→ **Challenges**
**1)** Render this sentence from the mega-events passage below in Spanish: "The current model of mega-event production is broken."
**2)** Please duplicate the mega-events passage below from "At this early" up to and including "precipitated their invention.".

→ **Given passage**
####

At this early stage there are more questions than answers. Nearly all of the candidates for public office think that the UPPs are a good idea, and it is true that something drastic had to be done to break the cycles of violence, to interrupt the terrifying game of cat and mouse played out among innocents, and to assert the presence of the state where it had no authority. One can only hope that those responsible for the installation of the UPPs have thought through their project more clearly than the organizers of the mega-events that precipitated their invention.


16 August 2010

The Olympic Shell Game (O jogo do bicho olímpico)

As I have mentioned in numerous posts and interviews, part of the process of hosting a mega-event is the restructuring of space and re-presenting culture in order to accelerate flows of capital, goods, information, and people. “Inefficiencies” are structured out of the city, “strategic areas” are “regenerated”, and “urban legacies” left behind. City, state, and national governments promise massive urban and social interventions, signing contracts with international sporting federations that take precedence over social contracts with the local population, even though it is the latter group that is footing the bill. The current model of mega-event production is broken. The World Cup and Olympics are guaranteed to leave behind sporting, tourist, and urban infrastructures that have little or no post-event utility, do not attend to the basic needs and priorities of locals, and waste a singular opportunity to shape urban space and culture in a way that will create a more just and livable society. We are in need of Olympic-lessness, not events that are ever bigger and more transformative.

####

→ **Information provided**
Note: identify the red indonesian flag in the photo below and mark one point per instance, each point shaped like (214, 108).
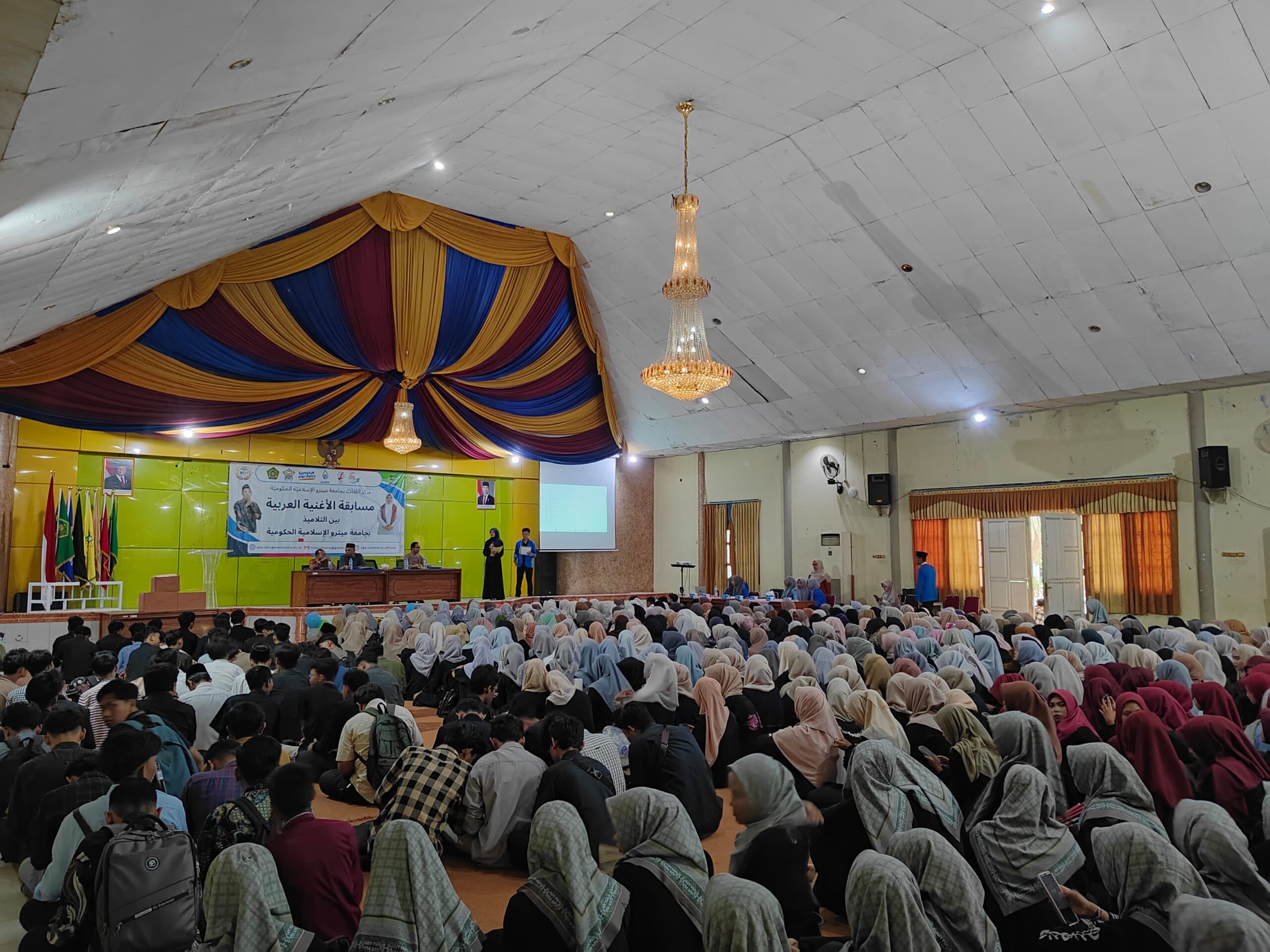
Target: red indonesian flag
(49, 545)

####

→ **Answers to each task**
**1)** El modelo actual de producción de megaeventos está roto.

**2)**
At this early stage there are more questions than answers. Nearly all of the candidates for public office think that the UPPs are a good idea, and it is true that something drastic had to be done to break the cycles of violence, to interrupt the terrifying game of cat and mouse played out among innocents, and to assert the presence of the state where it had no authority. One can only hope that those responsible for the installation of the UPPs have thought through their project more clearly than the organizers of the mega-events that precipitated their invention.